### RECORDS TO PROCESS
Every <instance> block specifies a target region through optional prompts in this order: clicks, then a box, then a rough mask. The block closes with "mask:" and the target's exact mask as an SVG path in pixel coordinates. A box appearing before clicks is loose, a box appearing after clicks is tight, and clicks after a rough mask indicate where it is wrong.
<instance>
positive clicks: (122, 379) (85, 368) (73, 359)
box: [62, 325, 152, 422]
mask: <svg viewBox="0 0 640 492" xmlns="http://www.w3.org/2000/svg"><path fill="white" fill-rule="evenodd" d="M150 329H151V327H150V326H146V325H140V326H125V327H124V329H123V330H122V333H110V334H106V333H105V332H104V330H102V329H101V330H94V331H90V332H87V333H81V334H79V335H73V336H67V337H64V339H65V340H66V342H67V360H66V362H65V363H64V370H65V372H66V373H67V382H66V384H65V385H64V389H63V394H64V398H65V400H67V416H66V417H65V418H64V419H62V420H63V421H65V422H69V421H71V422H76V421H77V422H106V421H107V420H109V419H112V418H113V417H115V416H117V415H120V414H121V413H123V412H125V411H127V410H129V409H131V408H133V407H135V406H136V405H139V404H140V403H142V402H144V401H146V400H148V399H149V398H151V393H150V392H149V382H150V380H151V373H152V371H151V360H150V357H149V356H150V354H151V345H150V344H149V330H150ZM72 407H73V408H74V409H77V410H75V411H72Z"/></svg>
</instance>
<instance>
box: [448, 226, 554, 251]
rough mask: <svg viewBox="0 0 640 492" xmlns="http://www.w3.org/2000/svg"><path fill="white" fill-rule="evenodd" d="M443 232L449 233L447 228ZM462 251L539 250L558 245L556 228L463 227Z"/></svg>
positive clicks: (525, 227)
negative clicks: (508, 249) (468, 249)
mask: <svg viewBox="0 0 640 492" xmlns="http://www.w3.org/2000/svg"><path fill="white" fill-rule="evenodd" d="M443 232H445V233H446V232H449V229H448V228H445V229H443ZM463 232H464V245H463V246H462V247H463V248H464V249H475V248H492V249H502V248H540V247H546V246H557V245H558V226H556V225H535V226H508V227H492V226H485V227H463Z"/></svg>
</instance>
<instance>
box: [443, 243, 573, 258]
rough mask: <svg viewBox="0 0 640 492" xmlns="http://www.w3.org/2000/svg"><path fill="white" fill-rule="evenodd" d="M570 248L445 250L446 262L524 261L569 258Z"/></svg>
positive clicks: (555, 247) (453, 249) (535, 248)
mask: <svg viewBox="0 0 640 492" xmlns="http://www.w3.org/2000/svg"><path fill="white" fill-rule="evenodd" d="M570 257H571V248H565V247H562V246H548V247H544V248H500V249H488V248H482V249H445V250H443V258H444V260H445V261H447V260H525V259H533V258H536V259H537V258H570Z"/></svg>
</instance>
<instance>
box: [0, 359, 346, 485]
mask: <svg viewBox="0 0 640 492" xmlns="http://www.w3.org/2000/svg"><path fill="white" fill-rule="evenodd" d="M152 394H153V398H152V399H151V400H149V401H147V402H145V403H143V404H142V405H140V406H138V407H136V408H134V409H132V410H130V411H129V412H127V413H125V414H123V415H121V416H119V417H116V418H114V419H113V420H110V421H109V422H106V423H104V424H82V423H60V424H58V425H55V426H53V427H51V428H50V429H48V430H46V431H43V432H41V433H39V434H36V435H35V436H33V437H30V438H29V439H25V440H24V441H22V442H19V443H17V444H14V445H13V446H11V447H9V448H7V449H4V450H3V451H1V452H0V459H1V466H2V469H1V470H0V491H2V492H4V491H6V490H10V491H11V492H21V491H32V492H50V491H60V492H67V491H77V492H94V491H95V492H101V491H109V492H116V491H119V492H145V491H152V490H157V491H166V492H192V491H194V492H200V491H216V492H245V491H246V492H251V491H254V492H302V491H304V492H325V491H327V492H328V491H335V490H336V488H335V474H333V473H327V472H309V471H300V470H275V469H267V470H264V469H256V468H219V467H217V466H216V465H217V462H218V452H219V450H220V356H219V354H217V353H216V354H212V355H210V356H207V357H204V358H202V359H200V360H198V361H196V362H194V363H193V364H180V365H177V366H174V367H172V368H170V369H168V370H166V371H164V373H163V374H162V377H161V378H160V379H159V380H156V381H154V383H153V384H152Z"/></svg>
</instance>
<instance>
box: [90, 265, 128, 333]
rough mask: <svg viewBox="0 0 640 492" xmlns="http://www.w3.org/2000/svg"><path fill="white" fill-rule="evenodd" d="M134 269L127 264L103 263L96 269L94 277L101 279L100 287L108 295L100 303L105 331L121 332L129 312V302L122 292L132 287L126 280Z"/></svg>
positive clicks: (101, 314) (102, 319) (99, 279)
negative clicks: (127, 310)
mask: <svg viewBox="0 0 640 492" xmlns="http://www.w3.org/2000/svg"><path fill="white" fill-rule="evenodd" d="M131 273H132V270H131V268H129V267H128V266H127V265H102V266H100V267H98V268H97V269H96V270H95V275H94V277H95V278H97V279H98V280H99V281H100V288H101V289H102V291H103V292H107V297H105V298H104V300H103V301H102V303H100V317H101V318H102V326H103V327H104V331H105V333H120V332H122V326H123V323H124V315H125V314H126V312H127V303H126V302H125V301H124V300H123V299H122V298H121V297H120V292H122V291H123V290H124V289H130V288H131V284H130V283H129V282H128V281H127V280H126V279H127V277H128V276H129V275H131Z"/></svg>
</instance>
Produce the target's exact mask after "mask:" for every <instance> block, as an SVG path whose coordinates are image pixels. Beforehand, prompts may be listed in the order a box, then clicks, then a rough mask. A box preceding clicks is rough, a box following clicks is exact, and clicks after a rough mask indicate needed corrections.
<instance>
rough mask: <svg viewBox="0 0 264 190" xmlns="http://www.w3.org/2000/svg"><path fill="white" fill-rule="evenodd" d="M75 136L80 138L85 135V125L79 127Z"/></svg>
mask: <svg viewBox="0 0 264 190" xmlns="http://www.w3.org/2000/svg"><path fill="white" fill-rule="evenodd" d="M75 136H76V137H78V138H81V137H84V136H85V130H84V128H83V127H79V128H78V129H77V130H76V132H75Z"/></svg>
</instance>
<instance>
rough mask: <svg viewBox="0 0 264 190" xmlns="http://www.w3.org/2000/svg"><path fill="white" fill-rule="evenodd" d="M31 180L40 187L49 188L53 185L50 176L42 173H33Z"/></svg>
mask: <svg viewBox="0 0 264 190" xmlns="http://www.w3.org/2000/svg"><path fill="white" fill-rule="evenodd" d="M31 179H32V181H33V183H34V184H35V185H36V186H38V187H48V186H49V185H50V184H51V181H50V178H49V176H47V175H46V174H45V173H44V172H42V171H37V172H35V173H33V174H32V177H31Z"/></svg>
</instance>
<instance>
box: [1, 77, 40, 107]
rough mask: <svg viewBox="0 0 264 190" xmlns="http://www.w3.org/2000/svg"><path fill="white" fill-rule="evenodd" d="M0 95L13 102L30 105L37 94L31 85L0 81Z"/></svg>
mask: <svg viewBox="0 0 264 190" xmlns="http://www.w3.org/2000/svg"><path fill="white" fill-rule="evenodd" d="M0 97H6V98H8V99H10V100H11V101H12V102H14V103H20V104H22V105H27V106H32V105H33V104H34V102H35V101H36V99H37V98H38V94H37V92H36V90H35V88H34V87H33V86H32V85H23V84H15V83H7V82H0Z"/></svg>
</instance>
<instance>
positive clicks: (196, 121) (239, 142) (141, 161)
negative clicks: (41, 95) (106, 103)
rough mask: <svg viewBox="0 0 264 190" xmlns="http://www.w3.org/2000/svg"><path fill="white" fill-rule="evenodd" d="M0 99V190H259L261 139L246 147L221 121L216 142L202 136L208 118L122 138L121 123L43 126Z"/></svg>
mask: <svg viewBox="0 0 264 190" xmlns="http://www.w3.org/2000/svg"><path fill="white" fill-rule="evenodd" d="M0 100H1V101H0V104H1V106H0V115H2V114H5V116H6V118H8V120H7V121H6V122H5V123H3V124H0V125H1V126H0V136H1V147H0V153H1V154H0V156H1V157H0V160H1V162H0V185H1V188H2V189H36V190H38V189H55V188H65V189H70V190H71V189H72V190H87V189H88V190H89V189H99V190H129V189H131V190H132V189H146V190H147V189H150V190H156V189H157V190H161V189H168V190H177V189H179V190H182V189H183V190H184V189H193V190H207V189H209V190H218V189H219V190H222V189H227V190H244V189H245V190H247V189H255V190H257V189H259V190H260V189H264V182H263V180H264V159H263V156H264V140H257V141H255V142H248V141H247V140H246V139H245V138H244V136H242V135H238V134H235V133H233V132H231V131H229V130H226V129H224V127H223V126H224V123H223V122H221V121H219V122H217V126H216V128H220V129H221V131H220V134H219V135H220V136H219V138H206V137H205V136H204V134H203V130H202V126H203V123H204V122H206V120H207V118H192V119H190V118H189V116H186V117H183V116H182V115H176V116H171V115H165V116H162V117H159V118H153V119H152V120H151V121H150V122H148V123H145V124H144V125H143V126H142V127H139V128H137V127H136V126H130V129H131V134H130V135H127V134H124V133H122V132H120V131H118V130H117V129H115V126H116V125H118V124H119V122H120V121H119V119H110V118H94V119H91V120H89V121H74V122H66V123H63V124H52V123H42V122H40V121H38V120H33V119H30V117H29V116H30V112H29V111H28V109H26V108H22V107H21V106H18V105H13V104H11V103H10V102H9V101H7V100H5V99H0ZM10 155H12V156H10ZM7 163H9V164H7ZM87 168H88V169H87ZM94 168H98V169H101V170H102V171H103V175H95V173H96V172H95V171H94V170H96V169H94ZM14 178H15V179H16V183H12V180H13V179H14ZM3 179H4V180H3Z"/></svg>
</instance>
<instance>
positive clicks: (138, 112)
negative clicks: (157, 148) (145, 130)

### TASK DESCRIPTION
Write the opening line of the data above and every line after it, exactly, stopping once you have written the line with "positive clicks: (122, 379)".

### RESULT FOR THIS EXERCISE
Every <instance> block specifies a target region through optional prompts in this order: clicks, then a box, then a rough mask. The block closes with "mask:" and the target's exact mask as an SVG path in pixel coordinates. A box appearing before clicks is loose, a box appearing after clicks is tight, and clicks after a rough mask indicate where it is wrong.
<instance>
positive clicks: (122, 379) (85, 368) (73, 359)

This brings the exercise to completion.